> [EXERCISE INSTRUCTIONS] How many lines in the records below contain the word "dried"? Reply with the number alone.

> [MATERIAL FOR THE TASK]
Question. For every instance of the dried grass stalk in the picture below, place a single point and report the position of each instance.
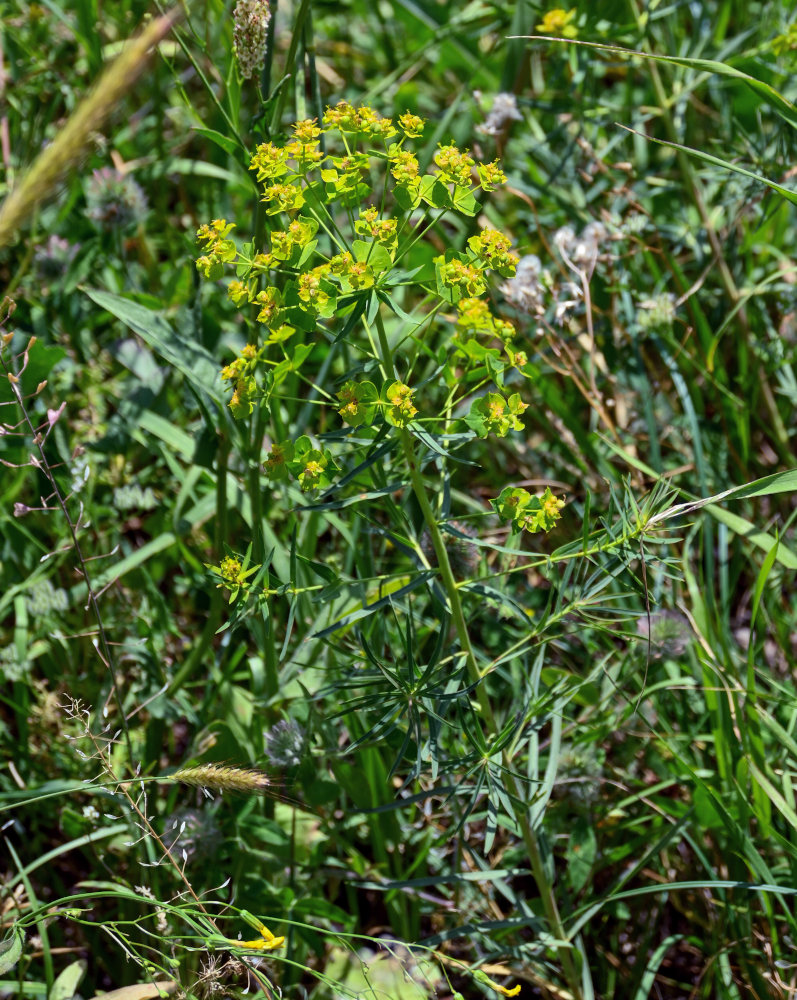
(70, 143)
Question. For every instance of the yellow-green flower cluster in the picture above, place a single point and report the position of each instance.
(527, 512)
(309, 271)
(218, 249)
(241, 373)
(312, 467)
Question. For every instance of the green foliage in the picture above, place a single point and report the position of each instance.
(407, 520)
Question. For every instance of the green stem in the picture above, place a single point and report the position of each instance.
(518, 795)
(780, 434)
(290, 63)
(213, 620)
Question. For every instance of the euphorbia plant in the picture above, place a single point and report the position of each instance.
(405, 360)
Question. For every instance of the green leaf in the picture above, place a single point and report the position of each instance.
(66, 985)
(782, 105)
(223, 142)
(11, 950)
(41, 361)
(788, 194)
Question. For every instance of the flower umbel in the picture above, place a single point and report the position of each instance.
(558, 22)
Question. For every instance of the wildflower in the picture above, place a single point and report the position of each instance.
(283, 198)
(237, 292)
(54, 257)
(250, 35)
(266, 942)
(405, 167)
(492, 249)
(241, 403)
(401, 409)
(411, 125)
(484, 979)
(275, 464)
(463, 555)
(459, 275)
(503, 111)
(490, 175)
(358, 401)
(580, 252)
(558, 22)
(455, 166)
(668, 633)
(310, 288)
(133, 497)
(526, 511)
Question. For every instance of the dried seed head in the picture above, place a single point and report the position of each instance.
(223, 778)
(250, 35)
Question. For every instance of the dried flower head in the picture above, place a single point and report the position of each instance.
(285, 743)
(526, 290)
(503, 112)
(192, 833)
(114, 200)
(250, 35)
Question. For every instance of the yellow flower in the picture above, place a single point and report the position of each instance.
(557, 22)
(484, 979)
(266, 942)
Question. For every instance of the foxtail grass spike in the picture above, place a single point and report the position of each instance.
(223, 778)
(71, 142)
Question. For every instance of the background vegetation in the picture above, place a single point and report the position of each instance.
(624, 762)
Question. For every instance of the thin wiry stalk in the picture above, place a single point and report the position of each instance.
==
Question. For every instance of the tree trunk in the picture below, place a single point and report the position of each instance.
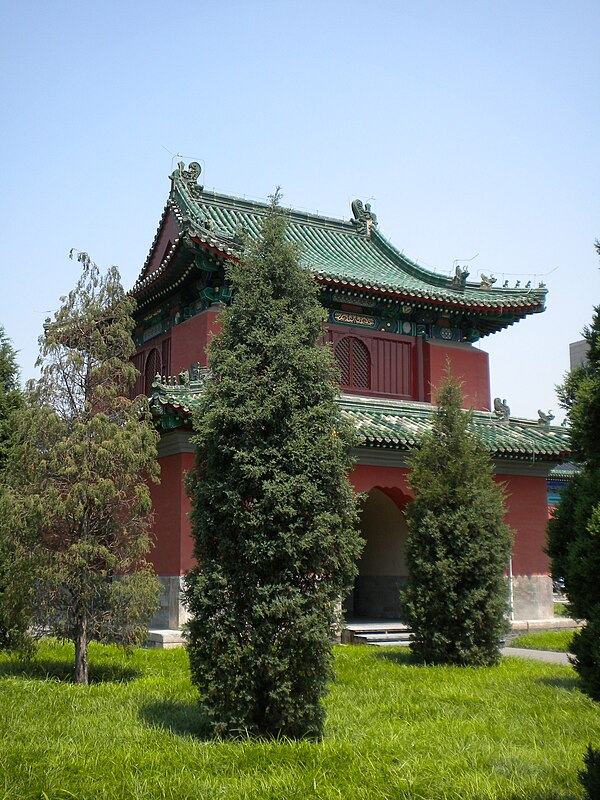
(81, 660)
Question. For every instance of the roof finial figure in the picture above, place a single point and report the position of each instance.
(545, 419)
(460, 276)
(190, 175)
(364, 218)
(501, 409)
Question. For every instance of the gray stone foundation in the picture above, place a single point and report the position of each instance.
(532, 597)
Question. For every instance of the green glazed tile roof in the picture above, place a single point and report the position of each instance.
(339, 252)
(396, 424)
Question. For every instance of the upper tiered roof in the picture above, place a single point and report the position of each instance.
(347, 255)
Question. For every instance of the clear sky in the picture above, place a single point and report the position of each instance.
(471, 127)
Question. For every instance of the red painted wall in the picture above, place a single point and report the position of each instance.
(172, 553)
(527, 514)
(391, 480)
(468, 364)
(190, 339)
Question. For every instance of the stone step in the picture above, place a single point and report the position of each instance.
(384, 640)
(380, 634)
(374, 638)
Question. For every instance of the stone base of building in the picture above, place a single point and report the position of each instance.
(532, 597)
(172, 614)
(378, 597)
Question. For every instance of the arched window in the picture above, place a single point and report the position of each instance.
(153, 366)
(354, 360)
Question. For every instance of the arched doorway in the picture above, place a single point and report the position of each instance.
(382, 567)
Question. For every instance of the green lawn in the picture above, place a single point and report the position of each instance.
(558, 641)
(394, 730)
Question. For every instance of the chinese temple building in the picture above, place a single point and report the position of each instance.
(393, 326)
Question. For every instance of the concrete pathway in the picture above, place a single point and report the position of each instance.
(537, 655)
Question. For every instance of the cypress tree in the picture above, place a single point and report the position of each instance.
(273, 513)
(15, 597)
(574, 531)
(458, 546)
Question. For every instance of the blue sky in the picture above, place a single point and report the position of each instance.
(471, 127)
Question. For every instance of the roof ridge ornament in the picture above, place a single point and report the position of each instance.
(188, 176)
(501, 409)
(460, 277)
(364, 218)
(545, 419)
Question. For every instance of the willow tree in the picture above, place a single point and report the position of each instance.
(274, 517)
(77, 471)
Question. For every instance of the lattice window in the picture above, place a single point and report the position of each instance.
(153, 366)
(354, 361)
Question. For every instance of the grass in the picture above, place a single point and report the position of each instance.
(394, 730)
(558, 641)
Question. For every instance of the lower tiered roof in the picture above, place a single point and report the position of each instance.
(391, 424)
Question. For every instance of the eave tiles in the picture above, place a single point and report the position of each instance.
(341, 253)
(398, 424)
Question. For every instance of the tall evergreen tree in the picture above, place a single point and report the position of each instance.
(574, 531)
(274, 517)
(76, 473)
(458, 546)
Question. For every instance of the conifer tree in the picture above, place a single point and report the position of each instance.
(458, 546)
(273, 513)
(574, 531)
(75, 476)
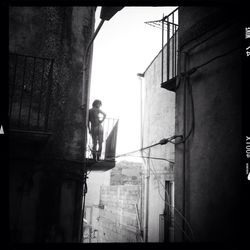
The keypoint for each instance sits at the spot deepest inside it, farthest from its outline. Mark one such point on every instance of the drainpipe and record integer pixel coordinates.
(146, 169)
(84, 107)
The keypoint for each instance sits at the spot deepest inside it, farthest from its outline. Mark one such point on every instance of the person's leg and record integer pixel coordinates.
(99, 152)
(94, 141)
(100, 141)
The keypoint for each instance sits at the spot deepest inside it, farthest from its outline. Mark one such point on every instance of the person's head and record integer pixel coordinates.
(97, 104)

> [OUTPUT OF THE EXERCISE] 3